[EXTRAIT DE TEXTE]
Ainsi, une indemnité compensatoire de préavis correspondant à sept mois se composera de six mois d’indemnité compensatoire de préavis et de quatre semaines de mesures de reclassement professionnel. Si le préavis d’au moins sept mois est presté, le reclassement professionnel est suivi par le travailleur durant les jours de congé de sollicitation auxquels a droit le travailleur.
III. Mesures sectorielles favorisant l’employabilité
Le projet de loi dispose que les secteurs doivent au plus tard pour le 1er janvier 2019 adopter une convention collective de travail prévoyant pour les travailleurs bénéficiant d’un préavis minimum de 30 semaines ou d’une indemnité compensatoire minimale de 30 semaines, des mesures qui entendent augmenter l’employabilité de ces travailleurs sur le marché du travail. Dans ce cas, les deux tiers de la durée du préavis doivent, comme par le passé, être prestés ou payés sous forme d’indemnité. Le tiers restant est, par contre, remplacé par des mesures visant à accroître l’employabilité grâce par exemple à une formation ciblée prise en charge par l’employeur tendant à conférer des compétences manquantes aux travailleurs.
IV. Exceptions au nouveau régime de préavis
Le projet de loi prévoit la possibilité pour les partenaires sociaux, par l’entremise d’une convention collective de travail intersectorielle, de déroger au nouveau régime de préavis en définissant certaines activités pour lesquelles, tenant compte de leurs caractéristiques, des délais de préavis différents peuvent être adoptés.
V. Compensations financières pour les employeurs
En vue d’atténuer l’impact de la hausse des coûts suite au nouveau régime de préavis, le projet de loi prévoit des mesures financières compensatoires diverses comme une modulation des cotisations patronales pour les services médicaux inter-entreprises ou des régimes spécifiques de cotisations.
VI. Suppression du licenciement abusif des ouvriers conditionnée par la motivation du licenciement
Actuellement, l’article 63 de la loi du 3 juillet 1978 relative aux contrats de travail prévoit que le licenciement d’un ouvrier est abusif et, ce faisant, donne droit au paiement d’une indemnité correspondant à six mois de rémunération si la rupture des relations contractuelles n’a aucun lien avec l'aptitude ou la conduite de l'ouvrier ou n’est pas fondée sur les nécessités du fonctionnement de l'entreprise, de l'établissement ou du service.

[DONNÉES À ANALYSER]

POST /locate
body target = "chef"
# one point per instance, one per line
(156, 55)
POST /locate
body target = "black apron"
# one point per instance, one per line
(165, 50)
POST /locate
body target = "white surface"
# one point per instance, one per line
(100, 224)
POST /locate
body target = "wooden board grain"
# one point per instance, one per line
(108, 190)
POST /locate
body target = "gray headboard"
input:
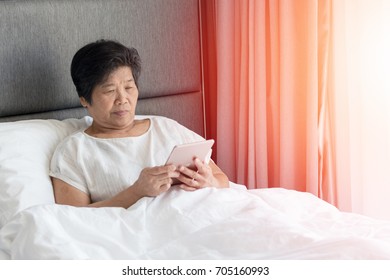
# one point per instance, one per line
(38, 39)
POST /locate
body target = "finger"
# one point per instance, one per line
(191, 182)
(201, 166)
(165, 187)
(162, 169)
(187, 171)
(187, 188)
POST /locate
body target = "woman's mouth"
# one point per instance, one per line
(121, 113)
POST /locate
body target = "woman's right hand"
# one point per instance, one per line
(153, 181)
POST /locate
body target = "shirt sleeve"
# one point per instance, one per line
(63, 166)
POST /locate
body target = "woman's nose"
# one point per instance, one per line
(121, 97)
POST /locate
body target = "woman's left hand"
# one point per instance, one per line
(202, 176)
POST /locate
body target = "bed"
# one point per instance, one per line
(39, 107)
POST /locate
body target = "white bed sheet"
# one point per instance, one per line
(211, 223)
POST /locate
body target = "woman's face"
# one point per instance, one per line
(114, 100)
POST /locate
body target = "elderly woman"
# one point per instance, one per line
(120, 159)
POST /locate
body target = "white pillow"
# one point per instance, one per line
(26, 148)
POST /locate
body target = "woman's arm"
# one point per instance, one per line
(151, 182)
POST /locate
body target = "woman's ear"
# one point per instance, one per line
(84, 102)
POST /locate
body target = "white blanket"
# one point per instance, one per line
(207, 224)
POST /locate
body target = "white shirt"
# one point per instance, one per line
(104, 167)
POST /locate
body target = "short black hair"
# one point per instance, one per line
(94, 62)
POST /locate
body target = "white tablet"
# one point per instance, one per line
(184, 154)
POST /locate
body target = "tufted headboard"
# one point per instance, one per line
(38, 39)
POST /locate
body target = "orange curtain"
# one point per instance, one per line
(267, 92)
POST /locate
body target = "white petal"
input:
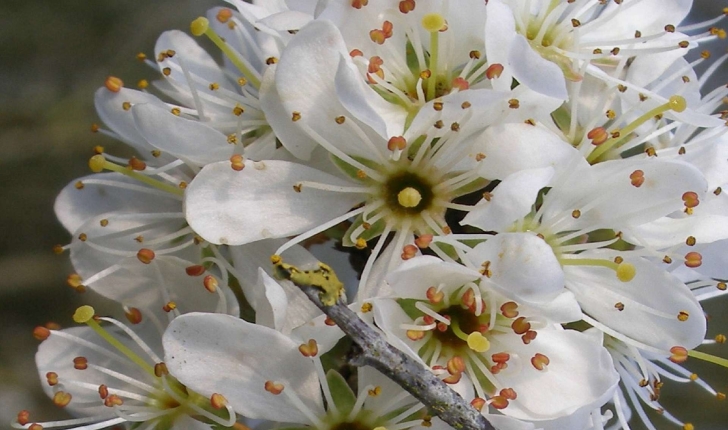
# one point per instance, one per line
(512, 200)
(580, 375)
(225, 206)
(186, 139)
(652, 291)
(509, 148)
(534, 71)
(245, 357)
(109, 192)
(415, 276)
(523, 267)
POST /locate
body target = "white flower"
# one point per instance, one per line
(110, 373)
(545, 44)
(267, 375)
(621, 292)
(525, 366)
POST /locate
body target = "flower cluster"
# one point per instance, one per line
(535, 187)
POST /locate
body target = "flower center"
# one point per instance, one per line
(407, 193)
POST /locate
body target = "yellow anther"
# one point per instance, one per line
(83, 314)
(678, 103)
(409, 197)
(433, 22)
(477, 342)
(199, 26)
(626, 272)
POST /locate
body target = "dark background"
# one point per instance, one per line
(53, 56)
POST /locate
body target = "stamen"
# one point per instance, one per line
(97, 163)
(201, 26)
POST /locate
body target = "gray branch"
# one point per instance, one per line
(376, 352)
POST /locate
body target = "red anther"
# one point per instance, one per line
(80, 363)
(637, 178)
(274, 387)
(499, 402)
(237, 162)
(456, 365)
(408, 252)
(693, 259)
(41, 333)
(195, 270)
(424, 241)
(493, 71)
(134, 315)
(500, 357)
(113, 400)
(509, 393)
(145, 255)
(478, 403)
(598, 136)
(509, 309)
(520, 325)
(690, 199)
(407, 6)
(528, 337)
(679, 354)
(540, 361)
(218, 401)
(210, 283)
(62, 399)
(396, 143)
(460, 83)
(434, 296)
(23, 417)
(309, 349)
(415, 335)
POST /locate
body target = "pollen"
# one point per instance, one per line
(477, 342)
(626, 272)
(433, 22)
(409, 197)
(83, 314)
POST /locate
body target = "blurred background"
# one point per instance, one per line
(54, 55)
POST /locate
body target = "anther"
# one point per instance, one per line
(540, 361)
(237, 162)
(218, 401)
(309, 349)
(145, 255)
(679, 354)
(693, 259)
(477, 342)
(113, 84)
(637, 178)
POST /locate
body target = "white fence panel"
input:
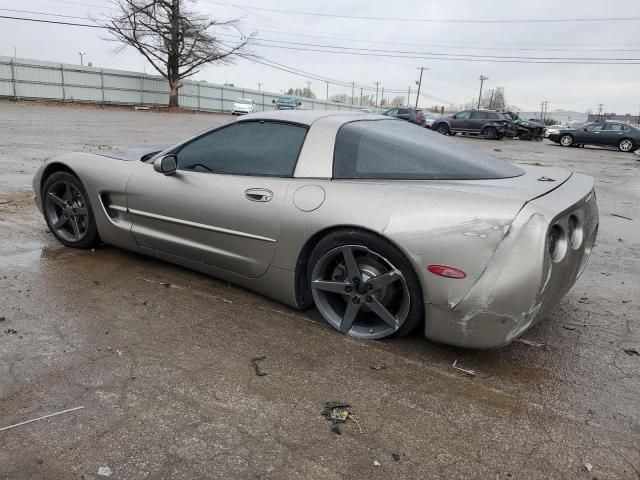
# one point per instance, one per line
(35, 79)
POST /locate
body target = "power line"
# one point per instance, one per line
(399, 54)
(432, 20)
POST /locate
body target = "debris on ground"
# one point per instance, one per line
(256, 367)
(378, 367)
(337, 413)
(471, 373)
(531, 343)
(41, 418)
(105, 471)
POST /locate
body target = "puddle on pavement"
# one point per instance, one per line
(615, 227)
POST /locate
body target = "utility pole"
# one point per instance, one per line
(419, 83)
(482, 79)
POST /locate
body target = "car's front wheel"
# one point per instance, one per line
(566, 140)
(364, 286)
(443, 128)
(490, 133)
(68, 212)
(626, 145)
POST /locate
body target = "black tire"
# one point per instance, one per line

[CONSIGNES À SUIVRE]
1. Résumez en trois phrases l'extrait sur la réforme du préavis.
2. Rédigez la suite de l'extrait consacré à la réforme du préavis, en partant de sa dernière phrase.
Les lignes n'ont aucun rôle à jouer ici.

[RÉPONSES ATTENDUES]
1. Une indemnité compensatoire de préavis de sept mois comprend six mois d'indemnité et quatre semaines de mesures de reclassement professionnel. Le projet de loi impose aux secteurs d'adopter, au plus tard pour le 1er janvier 2019, une convention collective remplaçant le dernier tiers des préavis d'au moins 30 semaines par des mesures d'employabilité. Il permet aussi aux partenaires sociaux de fixer des délais de préavis différents pour certaines activités et prévoit des compensations financières pour les employeurs, tandis que l'article 63 de la loi du 3 juillet 1978 rend actuellement abusif le licenciement d'un ouvrier sans lien avec son aptitude, sa conduite ou les nécessités du fonctionnement de l'entreprise.

2.
Le projet de loi prévoit que l’article 63 de la loi du 3 juillet 1978 cesse de s’appliquer (en principe le 1er janvier 2014 au plus tard) dès qu’une convention collective de travail conclue au sein du Conseil National du Travail rendue obligatoire par arrêté royal pour les employeurs du secteur privé ou une norme analogue pour les employeurs du secteur public aura été adoptée concernant la motivation du licenciement.
VII. Dispositions en cas de maladie – Suppression du jour de carence
Actuellement, sous réserve des dispositions sectorielles en la matière, le jour de carence en cas de maladie pour les ouvriers est non rémunéré. Le projet de loi prévoit que le jour de carence pour les ouvriers est supprimé.
Par ailleurs, lorsque le travailleur ne justifie pas son absence pour cause de maladie conformément à ses obligations légales, à savoir s’il omet d’informer son employeur de son absence, de présenter son certificat médical dans le délai prescrit ou encore s’il se soustrait au contrôle effectué par le médecin-contrôleur, l’employeur est autorisé à ne pas payer le salaire garanti pour les jours qui précèdent l’information, la remise du certificat médical ou le contrôle, sauf cas de force majeure ou « raisons valables » invoquées par le travailleur.
Enfin, le projet de loi prévoit des réductions de cotisations de sécurité sociale pour les deux premiers jours de salaire garanti par travailleur et par année calendrier.